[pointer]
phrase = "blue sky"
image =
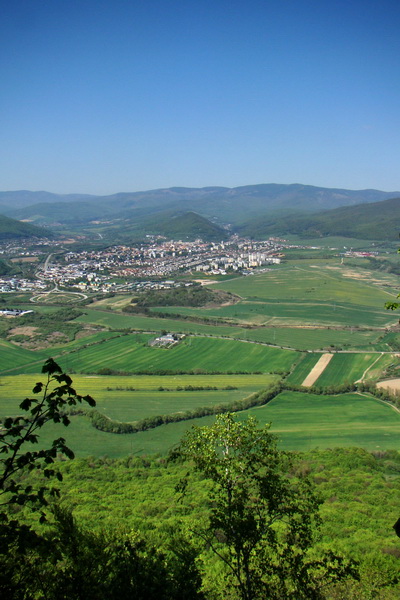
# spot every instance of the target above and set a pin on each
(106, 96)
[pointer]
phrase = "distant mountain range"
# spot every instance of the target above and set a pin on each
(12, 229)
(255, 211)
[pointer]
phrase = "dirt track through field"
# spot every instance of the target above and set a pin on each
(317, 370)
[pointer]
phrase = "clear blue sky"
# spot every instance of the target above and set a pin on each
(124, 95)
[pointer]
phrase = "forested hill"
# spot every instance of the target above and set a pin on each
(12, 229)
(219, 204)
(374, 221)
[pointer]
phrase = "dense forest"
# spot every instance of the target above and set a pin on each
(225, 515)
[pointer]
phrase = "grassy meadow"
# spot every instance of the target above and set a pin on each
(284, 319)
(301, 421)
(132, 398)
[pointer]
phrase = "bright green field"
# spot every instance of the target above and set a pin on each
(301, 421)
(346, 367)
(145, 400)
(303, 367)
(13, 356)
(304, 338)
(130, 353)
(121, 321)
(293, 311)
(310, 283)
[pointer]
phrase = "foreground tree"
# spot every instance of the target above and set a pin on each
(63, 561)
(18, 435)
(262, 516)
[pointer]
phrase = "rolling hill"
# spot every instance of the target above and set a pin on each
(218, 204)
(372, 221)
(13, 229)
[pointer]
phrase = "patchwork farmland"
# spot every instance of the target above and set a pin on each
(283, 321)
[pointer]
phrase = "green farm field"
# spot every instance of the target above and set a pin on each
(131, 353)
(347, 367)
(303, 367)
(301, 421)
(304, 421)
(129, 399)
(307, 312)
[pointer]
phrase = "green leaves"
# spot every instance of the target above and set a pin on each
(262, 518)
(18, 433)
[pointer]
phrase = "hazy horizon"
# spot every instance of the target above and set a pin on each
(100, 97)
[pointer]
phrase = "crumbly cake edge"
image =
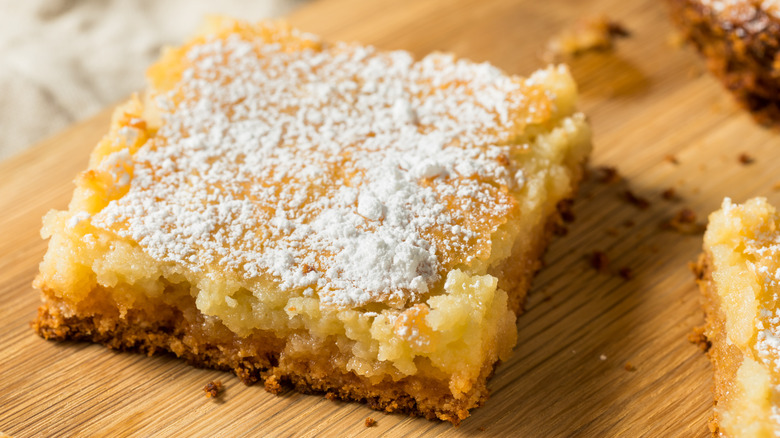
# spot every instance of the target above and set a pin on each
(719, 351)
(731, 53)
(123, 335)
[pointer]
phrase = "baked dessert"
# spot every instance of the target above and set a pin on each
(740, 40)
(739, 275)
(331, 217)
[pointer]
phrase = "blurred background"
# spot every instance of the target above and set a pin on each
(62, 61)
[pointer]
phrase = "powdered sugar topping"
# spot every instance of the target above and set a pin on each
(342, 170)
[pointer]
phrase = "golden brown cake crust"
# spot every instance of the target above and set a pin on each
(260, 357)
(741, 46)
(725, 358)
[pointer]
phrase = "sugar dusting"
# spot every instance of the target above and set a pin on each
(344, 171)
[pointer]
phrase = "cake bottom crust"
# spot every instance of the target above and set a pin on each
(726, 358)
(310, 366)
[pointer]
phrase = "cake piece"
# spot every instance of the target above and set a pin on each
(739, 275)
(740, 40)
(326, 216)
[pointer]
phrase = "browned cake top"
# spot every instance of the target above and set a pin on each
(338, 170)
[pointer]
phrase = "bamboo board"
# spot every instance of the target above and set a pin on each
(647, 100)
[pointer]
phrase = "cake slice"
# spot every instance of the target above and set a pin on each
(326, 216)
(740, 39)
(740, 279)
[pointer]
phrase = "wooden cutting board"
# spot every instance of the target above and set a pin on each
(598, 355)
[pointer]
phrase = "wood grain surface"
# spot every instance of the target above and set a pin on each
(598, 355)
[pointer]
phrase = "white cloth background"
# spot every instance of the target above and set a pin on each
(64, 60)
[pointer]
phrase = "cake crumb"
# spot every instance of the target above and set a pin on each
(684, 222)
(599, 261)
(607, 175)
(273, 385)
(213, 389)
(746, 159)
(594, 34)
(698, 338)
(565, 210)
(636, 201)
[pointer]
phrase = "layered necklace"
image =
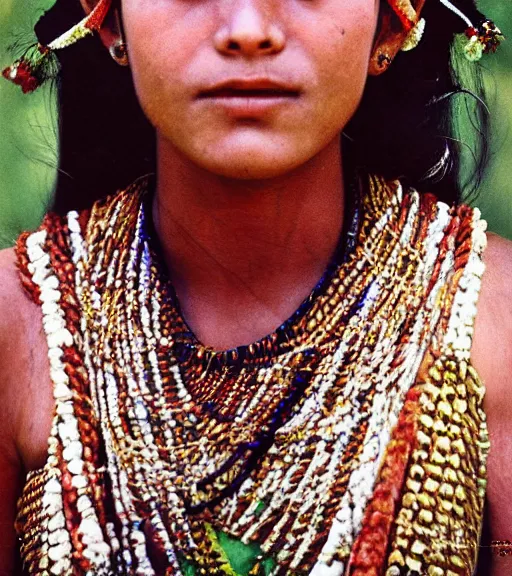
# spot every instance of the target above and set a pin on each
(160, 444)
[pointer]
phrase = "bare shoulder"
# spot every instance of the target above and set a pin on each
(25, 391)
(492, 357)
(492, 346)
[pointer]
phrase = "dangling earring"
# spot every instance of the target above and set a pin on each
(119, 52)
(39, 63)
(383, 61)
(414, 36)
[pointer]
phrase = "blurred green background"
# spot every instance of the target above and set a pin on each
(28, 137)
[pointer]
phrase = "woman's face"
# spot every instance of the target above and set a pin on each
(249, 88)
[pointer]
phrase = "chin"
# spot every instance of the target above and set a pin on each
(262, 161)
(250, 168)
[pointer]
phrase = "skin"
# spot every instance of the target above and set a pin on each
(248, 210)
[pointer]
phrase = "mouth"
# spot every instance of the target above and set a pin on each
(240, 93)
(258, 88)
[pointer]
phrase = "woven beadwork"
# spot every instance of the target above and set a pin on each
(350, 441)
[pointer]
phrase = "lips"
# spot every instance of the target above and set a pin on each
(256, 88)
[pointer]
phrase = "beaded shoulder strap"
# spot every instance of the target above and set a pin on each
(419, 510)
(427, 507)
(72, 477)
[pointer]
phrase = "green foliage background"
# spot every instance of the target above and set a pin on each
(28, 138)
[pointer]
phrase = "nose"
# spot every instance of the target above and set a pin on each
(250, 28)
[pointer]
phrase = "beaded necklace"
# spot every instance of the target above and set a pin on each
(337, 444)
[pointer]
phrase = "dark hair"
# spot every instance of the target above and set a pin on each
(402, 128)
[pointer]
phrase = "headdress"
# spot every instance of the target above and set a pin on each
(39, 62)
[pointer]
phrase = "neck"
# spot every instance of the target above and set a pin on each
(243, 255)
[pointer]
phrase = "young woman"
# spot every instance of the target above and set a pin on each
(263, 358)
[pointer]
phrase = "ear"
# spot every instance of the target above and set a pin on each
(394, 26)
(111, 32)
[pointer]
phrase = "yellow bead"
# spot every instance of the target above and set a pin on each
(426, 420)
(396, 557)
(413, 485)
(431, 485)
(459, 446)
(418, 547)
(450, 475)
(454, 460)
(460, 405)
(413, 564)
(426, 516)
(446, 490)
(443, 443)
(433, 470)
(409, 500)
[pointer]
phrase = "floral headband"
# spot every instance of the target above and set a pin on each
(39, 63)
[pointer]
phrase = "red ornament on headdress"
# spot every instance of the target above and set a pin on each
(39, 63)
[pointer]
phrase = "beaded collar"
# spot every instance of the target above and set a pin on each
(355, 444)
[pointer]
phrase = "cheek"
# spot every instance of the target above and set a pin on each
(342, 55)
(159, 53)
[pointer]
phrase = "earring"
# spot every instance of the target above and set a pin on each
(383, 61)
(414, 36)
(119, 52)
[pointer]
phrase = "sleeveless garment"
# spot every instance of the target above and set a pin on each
+ + + + + + +
• Exercise
Reproduce each record from above exactly; pictures do not belong in the copy.

• Output
[pointer]
phrase = "blue sky"
image =
# spot every instance of the target above and set a pin on each
(106, 96)
[pointer]
phrase = "distant mountain range"
# spot every instance of the target above and set a pin on each
(12, 229)
(255, 211)
[pointer]
phrase = "dirt track through field"
# spot every instance of the target above and set a pin on each
(317, 370)
[pointer]
phrase = "clear blue sky"
# spot every instance of the target above and set a pin on each
(124, 95)
[pointer]
phrase = "forested hill"
# spot every instance of the target above and set a pin on each
(12, 229)
(219, 204)
(374, 221)
[pointer]
phrase = "dense forest"
# spot every instance of the target above and set a pin on each
(225, 515)
[pointer]
phrase = "grassy meadow"
# spot every instance of the target above and set a pin on each
(284, 319)
(301, 421)
(132, 398)
[pointer]
phrase = "bright green field"
# spot every instance of the target above and set a pin on each
(301, 421)
(346, 367)
(145, 400)
(303, 367)
(13, 356)
(304, 338)
(130, 353)
(121, 321)
(293, 311)
(310, 283)
[pointer]
phrase = "foreground tree"
# spot every instance of the target above and set a pin on each
(63, 561)
(18, 435)
(262, 516)
[pointer]
phrase = "rolling hill"
# spot every instance of the target above and set a pin on each
(218, 204)
(372, 221)
(13, 229)
[pointer]
phrase = "patchwork farmland"
# spot every instance of the target above and set a pin on each
(283, 321)
[pointer]
phrase = "green farm field"
# spot every instance of the target above and set a pin on each
(131, 353)
(347, 367)
(303, 367)
(301, 421)
(304, 421)
(129, 399)
(307, 312)
[pointer]
phrase = "green leaves"
# spot every instance of the target above and set a pin on each
(262, 518)
(18, 433)
[pointer]
phrase = "hazy horizon"
# spot every instance of the target above and set a pin on each
(100, 97)
[pointer]
phrase = "crumbly cake edge"
image =
# spot every instance of the target above and set a pin on each
(719, 351)
(731, 53)
(123, 335)
[pointer]
phrase = "baked dessert"
# spot every instance of the target above and set a pin on each
(740, 40)
(739, 275)
(331, 217)
[pointer]
phrase = "blurred background"
# spot every instance of the target above and set a pin on each
(62, 61)
[pointer]
phrase = "powdered sugar topping"
# spot every instance of the target above and set a pin on each
(342, 170)
[pointer]
phrase = "golden brown cake crust"
# spot every instance of the target above and set a pin on each
(260, 357)
(741, 46)
(725, 358)
[pointer]
phrase = "sugar dusting"
# spot every instance of the target above and set a pin on each
(344, 171)
[pointer]
phrase = "cake bottom crust"
# spot every instance of the target above and set a pin on each
(726, 358)
(310, 366)
[pointer]
phrase = "cake piece"
# spot every instance of the target above and set a pin on each
(739, 275)
(740, 40)
(326, 216)
[pointer]
phrase = "browned cake top"
# spot every instance of the target above and set a pin on each
(338, 170)
[pointer]
phrase = "bamboo board"
# spot every instance of the target above and set a pin on each
(647, 100)
[pointer]
phrase = "cake slice"
# spot every instance of the target above and set a pin on each
(326, 216)
(740, 39)
(740, 279)
[pointer]
phrase = "wooden cutting board"
# spot every instance of the target above and set a pin on each
(598, 355)
[pointer]
phrase = "wood grain surface"
# spot every instance of the target above and set a pin on each
(598, 355)
[pointer]
phrase = "white cloth background"
# spot every instance of the target above and set a pin on each
(64, 60)
[pointer]
phrase = "cake crumb"
# spot every instance of the target above and set a pin on each
(684, 222)
(599, 261)
(607, 175)
(273, 385)
(213, 389)
(746, 159)
(594, 34)
(698, 338)
(565, 210)
(636, 201)
[pointer]
phrase = "layered necklace"
image =
# spot every instance of the target above and set a pin on each
(160, 444)
[pointer]
phrase = "bare shoulder"
# spot every instance of the target above and set a pin on each
(25, 391)
(492, 357)
(492, 346)
[pointer]
phrase = "dangling earring"
# spot every instance of the target above and set a pin on each
(119, 52)
(39, 63)
(383, 61)
(414, 36)
[pointer]
phrase = "blurred green background"
# spot every instance of the target above and set a pin on each
(28, 137)
[pointer]
phrase = "woman's face"
# spot every instance of the target above and set a pin on each
(249, 88)
[pointer]
phrase = "chin"
# spot every instance of the target above and set a pin on each
(262, 161)
(250, 168)
[pointer]
phrase = "skin"
# spot every instance of the target above and set a pin on each
(248, 210)
[pointer]
phrase = "mouth"
# spot every instance of the target above and set a pin on each
(240, 93)
(258, 88)
[pointer]
phrase = "woven beadwork"
# spot every instance of the target above and set a pin on each
(350, 441)
[pointer]
phrase = "lips"
# spot every instance of the target above and set a pin on each
(256, 88)
[pointer]
phrase = "beaded shoulder strap"
# spot every instance of the target above and set a pin on each
(419, 510)
(427, 507)
(72, 477)
[pointer]
phrase = "green foliage background"
# spot every instance of the target above and set a pin on each
(28, 138)
[pointer]
phrase = "nose"
# spot every instance of the target above and set a pin on each
(250, 28)
[pointer]
phrase = "beaded necklace"
# spot every instance of the target above and set a pin on each
(337, 444)
[pointer]
phrase = "dark hair"
# spot every instance of the target above and set a pin on each
(402, 128)
[pointer]
phrase = "headdress"
# spot every instance of the target above and set a pin on each
(39, 62)
[pointer]
phrase = "neck"
# spot every instance of the target above and set a pin on each
(243, 255)
[pointer]
phrase = "young woman"
# spot every instance of the target above and set a pin on each
(263, 358)
[pointer]
phrase = "ear"
# spot every instance of the target above and set a pin on each
(394, 26)
(111, 32)
[pointer]
phrase = "yellow bead"
# spot every instance of the target above and set a pin on each
(426, 420)
(396, 557)
(413, 485)
(431, 485)
(459, 446)
(418, 547)
(450, 475)
(454, 460)
(460, 405)
(413, 564)
(426, 516)
(446, 490)
(443, 443)
(433, 470)
(409, 500)
[pointer]
phrase = "floral headband"
# spot every instance of the target above and set a pin on each
(39, 63)
[pointer]
phrase = "red ornament on headdress"
# spot every instance of the target above and set a pin on each
(39, 63)
[pointer]
phrase = "beaded collar"
# spot every instance of the target above and set a pin on each
(355, 444)
[pointer]
phrase = "cheek"
# spot every instance of the target above and set a pin on each
(342, 55)
(159, 53)
[pointer]
phrase = "earring"
# spot every instance of the target above and set a pin on each
(383, 61)
(414, 36)
(119, 52)
[pointer]
phrase = "sleeveless garment"
# spot every instance of the target above and set a pin on each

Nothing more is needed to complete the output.